#### 課題 1
ノラネコの生態研究についての文章に出てくるカタカナ語を、同じ語の重複を除いてすべて挙げよ。

#### 抜粋

ノラネコ一日中追いかけ、生態を解明 200匹に名前を付けた

写真1:「クロジイ」という名前の高齢猫
写真1:「クロジイ」という名前の高齢猫

 前回までの3回は人間と猫との関係の歴史について、少し急ぎ足でお話してきました。今回からはノラネコロジーについてお話してゆこうと思います。

福岡の相島で研究開始

 ノラネコロジーとは、ノラネコとエコロジー(生態学)を組み合わせた造語で、「ノラネコの生態学」という意味です。つまり、町のなかや島に暮らすノラネコたちの生きざまを明らかにしてゆく学問のことです。

 私がノラネコロジーの研究を始めたのは、今からちょうど30年も前のこと。大学院生になったばかりの頃でした。福岡県の玄界灘に浮かぶ相島という小さな島に一軒家を借りて、島に棲むおよそ200匹ものノラネコを対象に、研究を始めました。

 今でこそ、ノラネコの研究をしているといえば、科学系のテレビ番組で取り上げてもらったり、本を書かせていただいたりと、一般の方からも興味や関心を持っていただいております。しかし、私が研究を始めた30年前は、一種の変人のように扱われることもありました。山や森のなかに棲む野生動物の研究ならともかく、そのへんにいるノラネコなんか調べてどうするの? というのが多くの方々の常識的な意見でした。

#### 資料

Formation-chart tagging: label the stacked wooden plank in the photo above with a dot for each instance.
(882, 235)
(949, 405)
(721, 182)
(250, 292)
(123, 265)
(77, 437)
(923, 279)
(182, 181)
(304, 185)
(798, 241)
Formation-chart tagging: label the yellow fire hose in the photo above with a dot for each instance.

#### 課題 2
上の記録の全行を、依頼の行も含めてもう一度書け。その際、答えの座標の数値すべてに136を足して位置をずらすこと。

#### 解答 1
ノラネコ
クロジイ
ノラネコロジー
エコロジー
テレビ

#### 解答 2
Formation-chart tagging: label the stacked wooden plank in the photo above with a dot for each instance.
(1018, 371)
(1085, 541)
(857, 318)
(386, 428)
(259, 401)
(213, 573)
(1059, 415)
(318, 317)
(440, 321)
(934, 377)
Formation-chart tagging: label the yellow fire hose in the photo above with a dot for each instance.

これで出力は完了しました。